--- Start ---

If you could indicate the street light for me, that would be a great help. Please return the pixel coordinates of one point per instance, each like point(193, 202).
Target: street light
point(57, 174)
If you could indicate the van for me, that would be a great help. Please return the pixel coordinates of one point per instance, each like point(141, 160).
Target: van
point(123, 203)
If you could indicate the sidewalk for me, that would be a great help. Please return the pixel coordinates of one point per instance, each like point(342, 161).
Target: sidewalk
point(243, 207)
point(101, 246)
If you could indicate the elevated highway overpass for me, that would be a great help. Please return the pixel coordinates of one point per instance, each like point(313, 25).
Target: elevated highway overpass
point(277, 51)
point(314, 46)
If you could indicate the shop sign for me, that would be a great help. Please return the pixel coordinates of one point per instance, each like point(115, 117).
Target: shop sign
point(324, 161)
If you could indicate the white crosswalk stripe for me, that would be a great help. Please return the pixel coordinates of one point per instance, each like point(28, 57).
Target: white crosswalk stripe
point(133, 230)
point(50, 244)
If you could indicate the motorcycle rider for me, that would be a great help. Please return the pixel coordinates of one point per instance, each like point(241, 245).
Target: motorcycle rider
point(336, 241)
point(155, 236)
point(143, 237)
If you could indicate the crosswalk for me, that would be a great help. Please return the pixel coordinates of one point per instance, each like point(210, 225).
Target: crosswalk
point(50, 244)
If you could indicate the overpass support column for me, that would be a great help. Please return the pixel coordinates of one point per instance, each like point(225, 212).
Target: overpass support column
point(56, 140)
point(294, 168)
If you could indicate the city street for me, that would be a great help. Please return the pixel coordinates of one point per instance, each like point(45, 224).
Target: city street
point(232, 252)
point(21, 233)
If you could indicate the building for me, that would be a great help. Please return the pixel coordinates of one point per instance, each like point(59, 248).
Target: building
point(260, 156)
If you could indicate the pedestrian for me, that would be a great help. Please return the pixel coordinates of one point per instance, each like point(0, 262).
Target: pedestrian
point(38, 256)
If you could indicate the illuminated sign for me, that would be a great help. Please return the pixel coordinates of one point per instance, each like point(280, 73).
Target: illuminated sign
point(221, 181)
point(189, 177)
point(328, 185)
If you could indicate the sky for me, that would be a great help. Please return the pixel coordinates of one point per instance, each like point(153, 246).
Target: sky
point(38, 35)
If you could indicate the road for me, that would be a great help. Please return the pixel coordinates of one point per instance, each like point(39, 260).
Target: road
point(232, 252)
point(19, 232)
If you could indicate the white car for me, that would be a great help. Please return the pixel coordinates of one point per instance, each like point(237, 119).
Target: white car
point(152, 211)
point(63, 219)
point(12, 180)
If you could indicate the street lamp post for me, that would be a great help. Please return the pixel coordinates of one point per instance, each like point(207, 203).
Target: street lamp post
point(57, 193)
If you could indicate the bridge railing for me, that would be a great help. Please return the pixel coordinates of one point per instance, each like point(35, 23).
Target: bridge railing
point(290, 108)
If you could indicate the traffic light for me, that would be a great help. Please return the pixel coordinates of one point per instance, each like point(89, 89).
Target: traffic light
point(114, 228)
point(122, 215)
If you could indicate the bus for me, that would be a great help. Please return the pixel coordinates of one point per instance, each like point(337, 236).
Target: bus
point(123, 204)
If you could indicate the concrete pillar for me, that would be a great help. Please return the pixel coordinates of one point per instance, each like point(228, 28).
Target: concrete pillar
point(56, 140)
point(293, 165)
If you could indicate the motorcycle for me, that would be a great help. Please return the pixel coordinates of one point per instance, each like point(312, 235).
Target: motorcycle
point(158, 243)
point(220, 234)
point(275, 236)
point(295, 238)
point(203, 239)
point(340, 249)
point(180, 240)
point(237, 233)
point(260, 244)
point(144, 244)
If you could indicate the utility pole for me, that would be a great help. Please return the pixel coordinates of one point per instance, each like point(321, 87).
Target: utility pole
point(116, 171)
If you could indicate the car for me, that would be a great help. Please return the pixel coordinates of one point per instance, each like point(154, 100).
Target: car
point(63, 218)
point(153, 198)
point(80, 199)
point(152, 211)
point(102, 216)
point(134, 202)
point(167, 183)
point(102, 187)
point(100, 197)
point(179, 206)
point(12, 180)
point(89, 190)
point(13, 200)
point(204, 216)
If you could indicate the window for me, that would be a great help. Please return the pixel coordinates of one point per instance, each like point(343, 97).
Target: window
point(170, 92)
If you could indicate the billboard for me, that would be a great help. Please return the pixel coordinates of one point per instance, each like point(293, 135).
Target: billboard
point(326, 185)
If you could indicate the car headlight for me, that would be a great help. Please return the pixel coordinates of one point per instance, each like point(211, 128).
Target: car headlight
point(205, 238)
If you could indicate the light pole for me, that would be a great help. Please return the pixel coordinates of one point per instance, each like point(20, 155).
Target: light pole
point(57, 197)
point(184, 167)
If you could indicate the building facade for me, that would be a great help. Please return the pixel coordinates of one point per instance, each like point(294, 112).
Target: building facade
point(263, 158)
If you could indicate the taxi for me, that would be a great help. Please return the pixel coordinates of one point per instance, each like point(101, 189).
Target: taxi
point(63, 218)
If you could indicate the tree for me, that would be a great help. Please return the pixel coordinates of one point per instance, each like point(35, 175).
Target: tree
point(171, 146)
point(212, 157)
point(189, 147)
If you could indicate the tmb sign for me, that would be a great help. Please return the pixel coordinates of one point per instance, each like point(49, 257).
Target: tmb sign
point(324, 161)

--- End ---

**Directive**
Repeat all entries. Match them exactly.

**Exercise output**
If you could indicate the street light for me, that would be a great help. Please return the pixel coordinates of one point per instance, each like point(193, 202).
Target: street light
point(57, 174)
If you could indicate the van for me, that would be a great help. Please return the pixel coordinates of one point per instance, each like point(141, 160).
Target: van
point(123, 203)
If you could indicate the sidewalk for me, that would be a great help. Please return the pixel coordinates of one point per instance, each like point(342, 161).
Target: sidewalk
point(243, 207)
point(101, 246)
If you could indicate the elevated highway overpass for me, that would be a great help. Please return the pixel coordinates of one point per instance, each like point(313, 25).
Target: elevated highway overpass
point(277, 51)
point(314, 46)
If you could indicate the shop sign for me, that would be a great help. Please return the pixel coordinates of one point per instance, each like point(115, 117).
Target: shop sign
point(324, 161)
If you could indicate the white crosswalk stripe for me, that would be a great help. Please return the pixel coordinates of one point per instance, each like point(28, 57).
Target: white crosswalk stripe
point(133, 230)
point(50, 244)
If you could indicate the motorcycle rider for me, that would be a great help. Please return the pixel coordinates of one point per instance, each like point(241, 245).
Target: motorcycle rider
point(336, 241)
point(155, 236)
point(143, 237)
If you could indicate the crosswalk for me, that would be a great help. Please return the pixel coordinates of one point per instance, each like point(210, 225).
Target: crosswalk
point(50, 244)
If you could indicate the overpass support column for me, that would be a great help. Please return the pixel coordinates of one point per instance, each like point(225, 212).
Target: overpass support column
point(56, 140)
point(294, 168)
If you could indicate the city street for me, that would be a great help. Please return the pixel coordinates of one point per instance, each like point(45, 224).
Target: city street
point(232, 252)
point(21, 233)
If you could indicate the building for me, that would be a great help. Please return the pixel coordinates of one point per instance, each like point(59, 248).
Target: building
point(260, 156)
If you could indicate the pedestrian for me, that would be a great help. Please return the pixel coordinates of one point per instance, each like point(0, 262).
Target: pedestrian
point(38, 256)
If you could indicate the illuminated sign for me, that would be a great help. Please return the pixel coordinates of one point per instance, each like point(280, 73).
Target: illuminated sign
point(221, 181)
point(189, 177)
point(328, 185)
If you could indicate the sky for me, that would be a great help. Please return the pixel coordinates of one point per instance, each like point(153, 246).
Target: sky
point(38, 35)
If you could indicate the road for me, that would be a great help. Please return the pixel coordinates of one point per instance, each like point(39, 260).
Target: road
point(232, 252)
point(19, 232)
If you could indicate the white car for me, that would be a great help. Please return the pixel coordinates of one point per instance, each like point(237, 119).
Target: white car
point(152, 211)
point(63, 219)
point(12, 180)
If you could indicate the street lamp post for me, that would be a great help. Please return the pixel coordinates of one point per instance, each like point(207, 203).
Target: street lamp post
point(57, 193)
If you could indicate the bridge railing for me, that would be a great help. Please return the pixel coordinates of one point per instance, each like point(35, 23).
Target: bridge railing
point(290, 108)
If you could indicate the traffic light for me, that would be a great help. Please return the pixel coordinates of one point per instance, each like point(89, 89).
Target: traffic light
point(114, 228)
point(122, 215)
If you could indicate the bus for me, that would be a great help. Please return the pixel coordinates of one point per instance, each like point(337, 236).
Target: bus
point(123, 204)
If you could indicate the concrete pillar for me, that would be a great help. Please return the pixel coordinates of one point per instance, each like point(228, 28).
Target: concrete pillar
point(56, 140)
point(293, 165)
If you could indicate the motorcycle for me, that would be a great help. Please return the pixel coordinates of one point per instance, each like point(312, 235).
Target: motorcycle
point(158, 243)
point(220, 234)
point(275, 236)
point(295, 238)
point(203, 239)
point(340, 249)
point(180, 240)
point(237, 233)
point(260, 244)
point(144, 244)
If you could indicate the utility pole for me, that would be a great help. Please return the pixel coordinates of one point per instance, each like point(321, 87).
Target: utility pole
point(116, 171)
If you could indicate the car for me, that would be a great help. Please return the pixel coordinates of one point per instance, each like point(154, 100).
Target: car
point(63, 218)
point(153, 198)
point(80, 199)
point(152, 211)
point(102, 216)
point(134, 202)
point(167, 183)
point(102, 187)
point(100, 197)
point(179, 206)
point(12, 180)
point(89, 190)
point(13, 200)
point(204, 216)
If you could indicate the window for me, that would be a great help. Please return the pixel coordinates of one point per instance, each like point(343, 97).
Target: window
point(170, 92)
If you could indicate the billboard for me, that would be a great help. Please return the pixel coordinates of one point per instance, each like point(293, 135).
Target: billboard
point(326, 185)
If you could indicate the car headlight for me, that would be a great help. Please return the pixel coordinates of one point per instance, each like point(211, 128).
Target: car headlight
point(205, 238)
If you could indicate the light pole for me, that would be a great help. Please return the pixel coordinates of one point per instance, each like point(20, 155).
Target: light pole
point(57, 197)
point(184, 167)
If you could indicate the building facade for me, that would be a great help. Please return the pixel coordinates of one point per instance, each like point(294, 112).
Target: building facade
point(263, 158)
If you could indicate the taxi for me, that would be a great help. Please return the pixel coordinates of one point per instance, each like point(101, 189).
Target: taxi
point(63, 218)
If you could indicate the tree for me, that would be a great help. Please return the pixel coordinates of one point per instance, each like point(35, 175).
Target: tree
point(171, 146)
point(212, 157)
point(189, 147)
If you could indicate the tmb sign for me, that would be a great help. Please return the pixel coordinates of one point per instance, each like point(49, 257).
Target: tmb sign
point(324, 161)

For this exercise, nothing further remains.